David Khalfa, co-directeur de l’Observatoire de l’Afrique du Nord et de Moyen-Orient de la Fondation Jean Jaurès est l’initiateur est le co-auteur de « Israël-Palestine année zéro ». L’ouvrage offre un éclairage croisé sur les aspects militaires, diplomatiques, politiques et sociétaux de la tragédie en cours et décrypte ses répercussions sur la scène régionale et internationale.
David Khalfa dresse également un tableau des conditions qui permettraient de tracer un nouvel horizon diplomatique vers la paix. Quelles sont les dispositions à prendre pour une sortie de crise ? Quel avenir pour Israël, les Palestiniens et le Liban ? Quelle est l’implication de la Russie et de l’Iran ? Quel rôle pourrait jouer les puissances arabes du Levant et du Golfe après la guerre alors qu’elles sont d’ores et déjà parties prenantes du «new deal » régional envisagé par l’administration américaine ? Pour l’auteur point de solution hors de la création de deux États. C’est au lendemain de l’accord de cessez-le-feu entre Israël et Gaza que David Khalfa a rencontré le public à Marseille, à l’invitation du Centre Fleg. La rencontre s’est tenue avant les dernières déclarations de Donald Trump.
« la pauvreté du débat en France »

◆ Exercice court 1:
Dans les lignes extraites de la collection, présentez sous forme de liste numérotée la partie qui s'ouvre sur la ligne contenant « For QA review: verify that every tree » et se ferme sur celle contenant « 368;40;480;77 », ces deux lignes comprises, sans les lignes vides.
Le texte et les lignes proviennent de sources distinctes.

Lignes extraites d'une collection:
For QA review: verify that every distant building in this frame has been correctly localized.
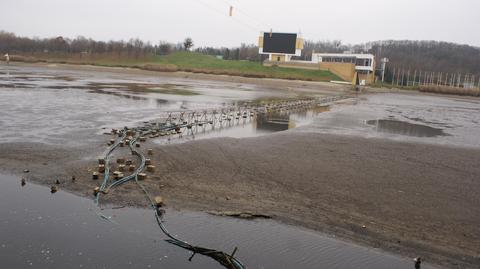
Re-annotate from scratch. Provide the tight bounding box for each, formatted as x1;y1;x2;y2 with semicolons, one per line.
258;32;375;85
258;32;303;62
312;53;375;85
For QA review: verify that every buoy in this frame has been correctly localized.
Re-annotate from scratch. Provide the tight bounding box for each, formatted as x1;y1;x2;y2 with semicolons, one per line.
153;196;164;207
50;185;58;193
137;173;147;180
98;164;105;173
147;165;155;172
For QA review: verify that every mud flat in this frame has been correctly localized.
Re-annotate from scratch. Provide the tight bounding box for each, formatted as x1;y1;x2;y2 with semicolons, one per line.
0;64;480;268
0;132;480;268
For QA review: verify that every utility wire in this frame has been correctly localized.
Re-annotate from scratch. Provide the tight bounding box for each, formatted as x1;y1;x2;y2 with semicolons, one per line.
190;0;258;32
214;0;268;29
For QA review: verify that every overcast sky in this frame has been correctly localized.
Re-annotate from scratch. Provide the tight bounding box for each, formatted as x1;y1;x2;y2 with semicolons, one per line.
0;0;480;47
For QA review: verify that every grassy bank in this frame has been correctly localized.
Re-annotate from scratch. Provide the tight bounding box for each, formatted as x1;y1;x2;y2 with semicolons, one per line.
5;51;341;81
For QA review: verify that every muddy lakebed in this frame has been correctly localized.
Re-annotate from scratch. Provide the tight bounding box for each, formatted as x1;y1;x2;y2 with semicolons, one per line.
0;63;480;268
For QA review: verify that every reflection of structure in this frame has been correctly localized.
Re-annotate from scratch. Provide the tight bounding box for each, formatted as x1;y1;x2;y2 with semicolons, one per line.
312;53;375;85
258;32;303;62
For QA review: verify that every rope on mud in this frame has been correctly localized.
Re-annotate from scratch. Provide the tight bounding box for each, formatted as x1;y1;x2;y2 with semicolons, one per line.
95;127;245;269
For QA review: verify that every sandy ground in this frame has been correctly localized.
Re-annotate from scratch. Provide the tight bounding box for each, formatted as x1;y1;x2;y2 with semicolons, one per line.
0;131;480;268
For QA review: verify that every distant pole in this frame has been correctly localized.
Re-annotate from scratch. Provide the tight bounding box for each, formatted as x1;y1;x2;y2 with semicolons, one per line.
392;67;395;86
402;68;405;86
407;69;410;87
397;69;400;86
413;69;417;87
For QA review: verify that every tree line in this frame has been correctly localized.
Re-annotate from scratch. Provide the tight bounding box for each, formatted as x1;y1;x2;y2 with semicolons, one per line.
0;31;261;61
0;31;480;78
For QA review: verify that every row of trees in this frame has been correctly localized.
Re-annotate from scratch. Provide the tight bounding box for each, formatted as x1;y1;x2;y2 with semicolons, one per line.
0;31;480;77
0;31;199;57
368;40;480;77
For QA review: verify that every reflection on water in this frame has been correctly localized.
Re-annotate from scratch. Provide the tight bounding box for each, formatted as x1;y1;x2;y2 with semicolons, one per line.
367;120;446;137
0;175;431;269
156;105;330;144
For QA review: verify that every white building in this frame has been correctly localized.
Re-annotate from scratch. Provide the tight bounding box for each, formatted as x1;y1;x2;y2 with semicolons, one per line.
312;53;375;74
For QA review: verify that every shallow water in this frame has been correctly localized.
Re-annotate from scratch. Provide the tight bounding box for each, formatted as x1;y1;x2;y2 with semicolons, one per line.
298;93;480;148
0;175;432;269
367;120;445;137
0;65;322;145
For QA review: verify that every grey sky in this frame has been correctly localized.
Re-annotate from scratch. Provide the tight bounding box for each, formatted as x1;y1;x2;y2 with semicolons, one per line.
0;0;480;46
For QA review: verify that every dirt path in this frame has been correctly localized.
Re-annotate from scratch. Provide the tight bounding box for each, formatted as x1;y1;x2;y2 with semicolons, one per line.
0;131;480;268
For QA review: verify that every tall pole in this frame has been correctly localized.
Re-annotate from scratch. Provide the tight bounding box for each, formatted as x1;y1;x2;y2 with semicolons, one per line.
392;67;396;86
413;69;417;87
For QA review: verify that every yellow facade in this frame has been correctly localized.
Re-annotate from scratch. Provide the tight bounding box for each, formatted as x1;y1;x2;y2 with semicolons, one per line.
272;54;286;62
319;62;355;81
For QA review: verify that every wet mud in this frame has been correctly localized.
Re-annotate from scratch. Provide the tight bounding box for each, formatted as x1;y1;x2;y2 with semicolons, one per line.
0;63;480;268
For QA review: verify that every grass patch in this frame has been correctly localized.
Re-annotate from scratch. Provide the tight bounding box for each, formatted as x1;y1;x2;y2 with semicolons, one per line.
148;52;341;81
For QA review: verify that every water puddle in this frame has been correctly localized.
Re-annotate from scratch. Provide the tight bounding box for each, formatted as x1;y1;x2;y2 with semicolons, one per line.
367;120;447;137
0;175;432;269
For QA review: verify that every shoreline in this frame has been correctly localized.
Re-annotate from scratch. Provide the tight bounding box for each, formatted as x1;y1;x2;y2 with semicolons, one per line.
3;62;350;92
0;64;480;268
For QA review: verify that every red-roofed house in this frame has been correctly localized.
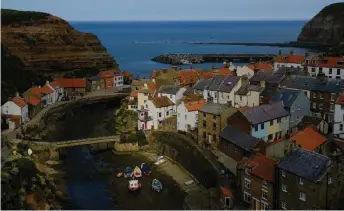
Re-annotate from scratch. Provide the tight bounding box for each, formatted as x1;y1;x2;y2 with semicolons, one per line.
238;153;276;210
305;56;344;79
1;94;29;129
52;78;87;96
333;94;344;139
177;99;206;131
274;51;305;71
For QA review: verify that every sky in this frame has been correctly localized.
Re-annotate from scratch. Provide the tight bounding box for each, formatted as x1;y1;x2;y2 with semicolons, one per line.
1;0;342;21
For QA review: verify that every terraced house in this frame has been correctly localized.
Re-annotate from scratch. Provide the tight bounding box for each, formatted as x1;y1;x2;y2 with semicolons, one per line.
198;103;237;149
238;153;275;210
227;101;289;142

◆ Exercice court 2:
D'après le texte, pourquoi David Khalfa a-t-il rencontré le public à Marseille ?

◆ Réponse à l'exercice 1:
1. For QA review: verify that every tree line in this frame has been correctly localized.
2. Re-annotate from scratch. Provide the tight bounding box for each, formatted as x1;y1;x2;y2 with semicolons, one per line.
3. 0;31;261;61
4. 0;31;480;78
5. For QA review: verify that every row of trees in this frame has been correctly localized.
6. Re-annotate from scratch. Provide the tight bounding box for each, formatted as x1;y1;x2;y2 with semicolons, one per line.
7. 0;31;480;77
8. 0;31;199;57
9. 368;40;480;77

◆ Réponse à l'exercice 2:
David Khalfa a rencontré le public à Marseille à l'invitation du Centre Fleg. La rencontre s'est tenue au lendemain de l'accord de cessez-le-feu entre Israël et Gaza.